Copy out every line of the material below that contains the string "jacket".

Records in a dataset
────────────────
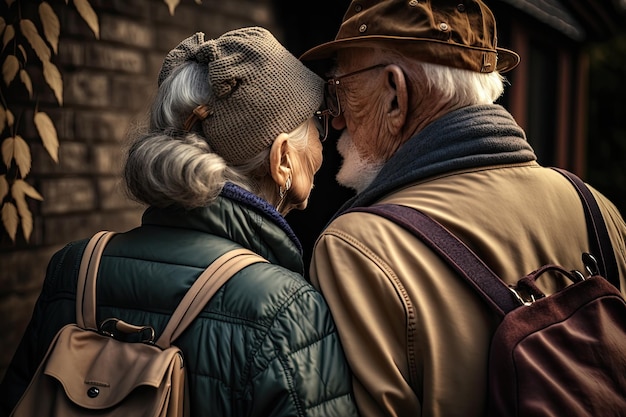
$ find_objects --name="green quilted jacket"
[0,184,357,417]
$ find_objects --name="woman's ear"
[385,64,409,134]
[270,133,292,187]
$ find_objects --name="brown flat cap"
[300,0,520,72]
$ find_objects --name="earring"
[278,175,291,199]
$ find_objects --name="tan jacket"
[311,162,626,417]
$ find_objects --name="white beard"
[336,130,384,193]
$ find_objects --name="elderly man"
[301,0,626,417]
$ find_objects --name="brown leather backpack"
[350,169,626,417]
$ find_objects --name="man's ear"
[385,64,409,134]
[270,133,292,187]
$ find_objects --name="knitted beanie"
[158,27,324,165]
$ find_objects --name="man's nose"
[330,113,346,131]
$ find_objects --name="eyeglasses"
[315,64,387,120]
[313,110,330,142]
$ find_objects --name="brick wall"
[0,0,281,378]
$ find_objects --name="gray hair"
[377,48,506,106]
[124,61,309,209]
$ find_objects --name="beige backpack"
[11,231,267,417]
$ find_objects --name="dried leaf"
[43,61,63,106]
[2,137,15,168]
[11,180,37,241]
[39,1,61,54]
[0,174,9,201]
[11,180,43,201]
[2,203,19,242]
[2,25,15,49]
[20,19,50,63]
[20,69,33,98]
[17,204,33,242]
[34,112,59,163]
[163,0,180,16]
[17,44,28,64]
[2,135,32,178]
[74,0,100,39]
[13,135,32,178]
[2,55,20,85]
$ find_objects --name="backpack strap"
────────────────
CORRECT RESULT:
$ find_objects --name="green quilted jacket"
$ find_objects --name="tan jacket"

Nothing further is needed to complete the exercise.